#### [ЗАДАНИЕ]
Продолжите текст о следствии по делу Каракозова, начиная сразу после его последнего предложения.

Как бы там ни было, атмосфера полонофобии сделала свое дело: когда, по зову Добролюбова, русский деятель в образе Каракозова, наконец, явился, во-первых, никто не обрадовался, ни либералы, ни консерваторы, а во-вторых, его немедленно сочли поляком. «Нет! Он не русский! Он не может быть русским! Он поляк!» — восклицал в «Северной пчеле» Михаил Катков. И хотя в скором времени личность преступника выяснили («Прискорбно, что он русский», — меланхолически заметил государь император), тайная надежда на польское его происхождение долго еще не умирала в сердцах чиновников, ведущих следствие.
Отчасти именно эта надежда явилась причиной того, что с несчастным малахольным Каракозовым обходились крайне жестоко. Слухи о пытках арестанта имели широкое хождение в русском обществе, хотя пытки в прямом смысле этого слова к Каракозову не применялись. Его изводили бессонницей, не давая спать по несколько суток кряду. Его проверяли каждые четверть часа, так что он, в конце концов, научился спать сидя на стуле и качать во сне ногой, чтобы вводить в заблуждение своих мучителей. Однако вскоре его разоблачили, и охрана получила повод возмутиться избытком преступной сообразительности у своего подопечного. Цель этой меры была такова: предполагалось, что однажды спросонок Каракозов потеряет контроль над собой и заговорит по-польски, чем с потрохами выдаст свое истинное происхождение. Тогда все вновь встанет на свои места — русский народ по-прежнему окажется преданным царю-батюшке, а народ польский вновь будет уличен в черной неблагодарности и низком коварстве.

Строки из набора данных
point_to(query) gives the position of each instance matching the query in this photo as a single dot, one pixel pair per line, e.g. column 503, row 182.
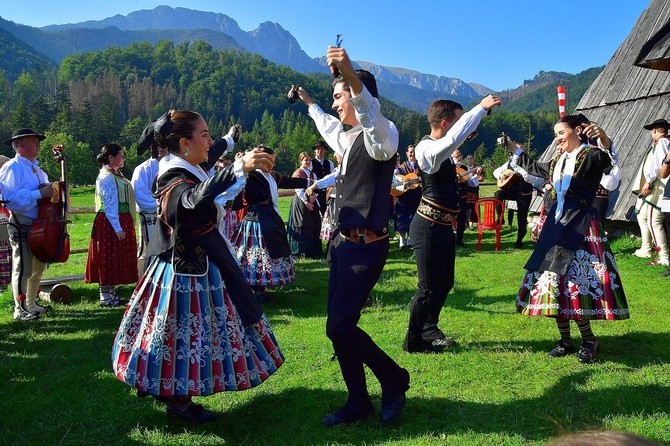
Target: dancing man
column 432, row 230
column 358, row 252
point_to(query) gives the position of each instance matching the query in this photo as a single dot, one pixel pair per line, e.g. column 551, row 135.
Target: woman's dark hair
column 574, row 121
column 262, row 147
column 173, row 126
column 111, row 149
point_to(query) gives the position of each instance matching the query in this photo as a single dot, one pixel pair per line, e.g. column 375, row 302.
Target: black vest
column 320, row 170
column 441, row 187
column 363, row 193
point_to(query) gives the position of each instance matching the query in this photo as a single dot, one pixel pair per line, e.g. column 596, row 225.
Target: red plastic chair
column 490, row 215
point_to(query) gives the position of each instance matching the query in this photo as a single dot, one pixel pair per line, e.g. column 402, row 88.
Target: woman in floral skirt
column 572, row 274
column 193, row 326
column 260, row 239
column 112, row 253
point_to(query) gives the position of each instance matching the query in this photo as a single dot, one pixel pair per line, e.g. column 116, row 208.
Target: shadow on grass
column 293, row 416
column 67, row 383
column 635, row 349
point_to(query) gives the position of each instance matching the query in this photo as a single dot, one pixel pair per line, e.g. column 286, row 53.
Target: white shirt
column 431, row 153
column 565, row 168
column 21, row 179
column 143, row 177
column 379, row 134
column 328, row 180
column 660, row 150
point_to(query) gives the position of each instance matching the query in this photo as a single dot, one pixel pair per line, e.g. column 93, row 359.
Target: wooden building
column 627, row 96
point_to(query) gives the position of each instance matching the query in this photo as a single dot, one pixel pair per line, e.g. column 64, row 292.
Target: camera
column 293, row 94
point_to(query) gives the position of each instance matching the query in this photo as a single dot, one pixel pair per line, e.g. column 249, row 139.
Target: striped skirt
column 252, row 254
column 591, row 288
column 181, row 335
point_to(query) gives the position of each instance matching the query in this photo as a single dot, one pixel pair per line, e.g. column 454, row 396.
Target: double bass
column 48, row 238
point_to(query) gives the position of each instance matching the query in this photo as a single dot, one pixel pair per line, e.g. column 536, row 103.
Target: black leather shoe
column 348, row 414
column 562, row 348
column 587, row 351
column 160, row 399
column 195, row 413
column 394, row 399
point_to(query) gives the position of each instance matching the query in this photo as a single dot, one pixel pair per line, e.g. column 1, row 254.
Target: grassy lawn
column 498, row 386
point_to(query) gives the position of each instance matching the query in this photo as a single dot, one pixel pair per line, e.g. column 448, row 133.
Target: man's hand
column 235, row 132
column 490, row 102
column 46, row 190
column 257, row 159
column 338, row 58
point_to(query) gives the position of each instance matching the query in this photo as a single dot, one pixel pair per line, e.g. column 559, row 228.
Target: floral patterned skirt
column 591, row 288
column 252, row 254
column 181, row 335
column 5, row 263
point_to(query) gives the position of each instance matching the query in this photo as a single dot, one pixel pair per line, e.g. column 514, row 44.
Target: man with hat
column 142, row 179
column 648, row 186
column 321, row 167
column 23, row 183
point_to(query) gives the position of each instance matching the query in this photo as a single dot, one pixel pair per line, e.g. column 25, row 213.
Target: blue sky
column 492, row 42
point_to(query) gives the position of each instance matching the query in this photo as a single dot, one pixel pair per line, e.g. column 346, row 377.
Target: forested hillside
column 110, row 95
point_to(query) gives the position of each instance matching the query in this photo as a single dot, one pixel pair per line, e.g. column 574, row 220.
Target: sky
column 496, row 43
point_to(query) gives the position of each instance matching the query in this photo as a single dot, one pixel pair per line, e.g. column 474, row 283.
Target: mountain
column 17, row 56
column 540, row 80
column 415, row 90
column 408, row 88
column 481, row 89
column 540, row 93
column 269, row 40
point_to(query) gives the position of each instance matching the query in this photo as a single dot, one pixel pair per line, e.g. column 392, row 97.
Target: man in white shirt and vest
column 23, row 183
column 648, row 186
column 142, row 179
column 321, row 166
column 358, row 252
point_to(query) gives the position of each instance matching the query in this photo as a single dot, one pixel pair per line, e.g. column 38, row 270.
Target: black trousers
column 435, row 251
column 601, row 204
column 354, row 270
column 461, row 220
column 522, row 205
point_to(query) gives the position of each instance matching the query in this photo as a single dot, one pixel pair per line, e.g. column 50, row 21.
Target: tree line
column 94, row 98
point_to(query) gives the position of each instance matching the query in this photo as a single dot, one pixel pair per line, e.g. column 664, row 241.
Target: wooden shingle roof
column 625, row 97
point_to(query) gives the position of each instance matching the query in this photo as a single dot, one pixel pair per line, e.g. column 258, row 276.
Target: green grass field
column 497, row 387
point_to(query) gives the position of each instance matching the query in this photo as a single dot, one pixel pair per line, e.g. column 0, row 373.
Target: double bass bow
column 48, row 238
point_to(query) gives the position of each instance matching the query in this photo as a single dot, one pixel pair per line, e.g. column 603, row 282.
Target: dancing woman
column 193, row 326
column 571, row 274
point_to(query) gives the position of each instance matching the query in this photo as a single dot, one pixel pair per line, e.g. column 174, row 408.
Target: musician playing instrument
column 23, row 184
column 514, row 186
column 408, row 200
column 466, row 179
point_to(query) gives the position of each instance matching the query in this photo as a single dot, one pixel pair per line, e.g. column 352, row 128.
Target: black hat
column 146, row 139
column 22, row 133
column 658, row 123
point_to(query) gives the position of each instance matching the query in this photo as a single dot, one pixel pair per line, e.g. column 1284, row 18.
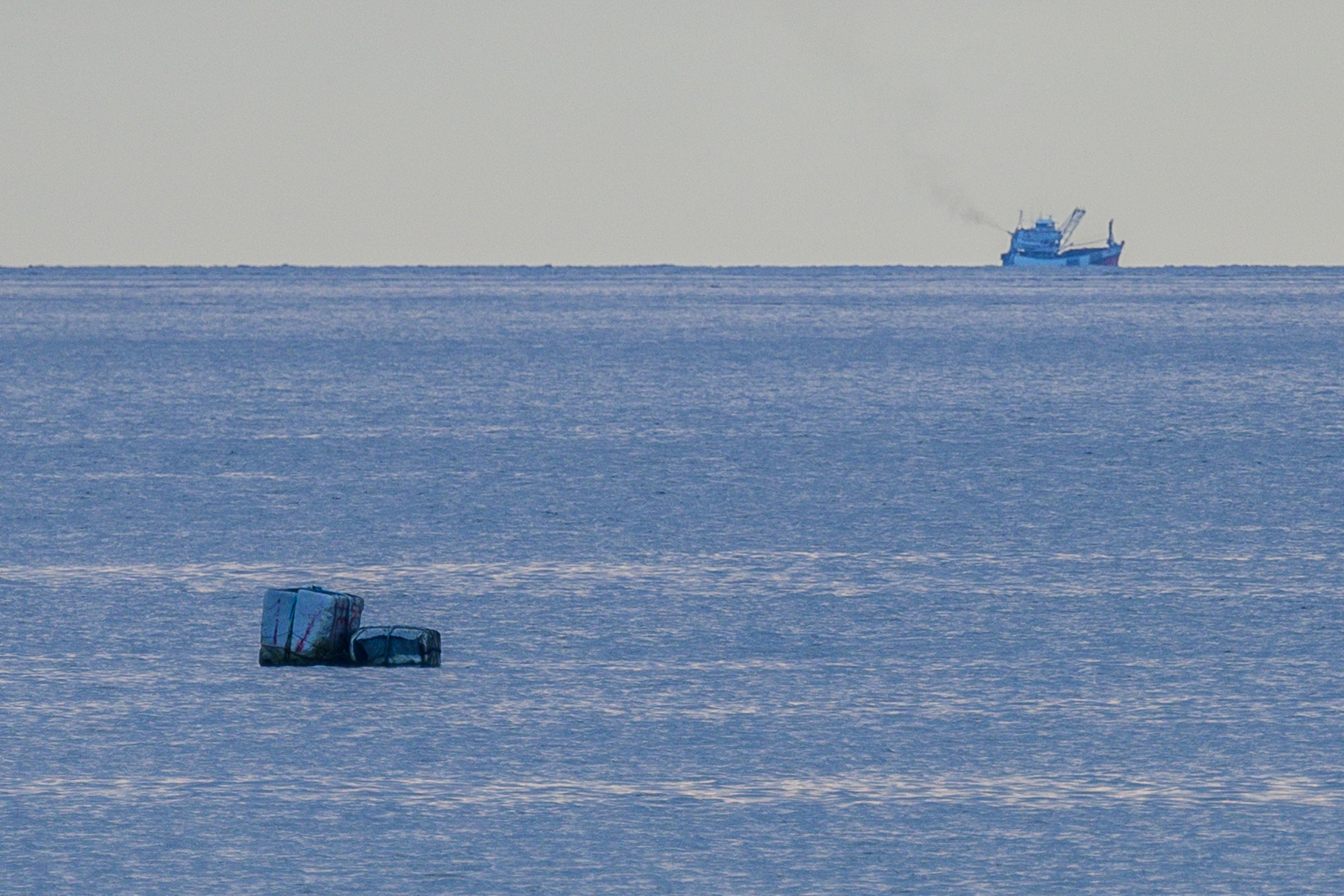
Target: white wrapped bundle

#### [ОТВЕТ НИЖЕ]
В этом деле есть еще один персонаж — Осип Комиссаров, тульский крестьянин, толкнувший злоумышленника под руку непосредственно в момент выстрела. Ни тогда, ни сейчас никому не было и нет дела до того, сделал ли это Комиссаров осознанно или случайно. Сама рефлекторность его движения трактовалась тогда как безотчетная готовность русского человека встать на защиту государя — «рука Всевышнего отечество спасла». Газеты и журналы в 1866 году на все лады восхваляли Комиссарова, его подвиг сравнивали с подвигом Сусанина (помните? — завел поляков в дебри), благо — какая приятная подробность! — родом он тоже происходил из-под Костромы. Страна ликовала: царь вновь чудесным образом убережен! Во всех церквях служили благодарственные молебны (бывший народоволец Лев Тихомиров, уже в пору своего раскаяния, писал, что радоваться, собственно, было нечему, ибо день, когда русский человек стреляет в русского царя, следует считать днем скорби, а не радости); Комиссарову срочно пожаловали дворянство (отныне он стал Комиссаров-Костромской); патриотически настроенные рабочие в Москве били студентов, называя их «поляками»; публика в Мариинском театре на приуроченном к случаю представлении «Жизнь за царя» освистала артистов, представлявших поляков, — так Россия пришла в движение.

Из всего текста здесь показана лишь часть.